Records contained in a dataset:
******

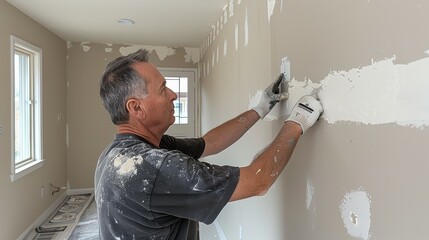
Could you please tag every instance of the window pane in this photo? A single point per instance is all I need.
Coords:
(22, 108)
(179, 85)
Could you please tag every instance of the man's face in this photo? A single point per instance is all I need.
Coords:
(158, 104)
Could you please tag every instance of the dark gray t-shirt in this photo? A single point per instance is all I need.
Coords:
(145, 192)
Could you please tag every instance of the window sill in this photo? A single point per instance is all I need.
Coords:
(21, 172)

******

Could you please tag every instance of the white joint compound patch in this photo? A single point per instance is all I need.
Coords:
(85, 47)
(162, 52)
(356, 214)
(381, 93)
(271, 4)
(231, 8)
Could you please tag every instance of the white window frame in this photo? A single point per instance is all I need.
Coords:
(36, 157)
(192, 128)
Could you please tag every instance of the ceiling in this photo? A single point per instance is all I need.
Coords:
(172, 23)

******

■ EXERCISE
Look for the string "white" in the records, and copy every line where it is found.

■ REPLY
Could you please tag every instance of the white joint compound patch in this photo? A single point per instance is all I need.
Could you please tag every instance of the white window frame in this photo? A single point per instance is all I need.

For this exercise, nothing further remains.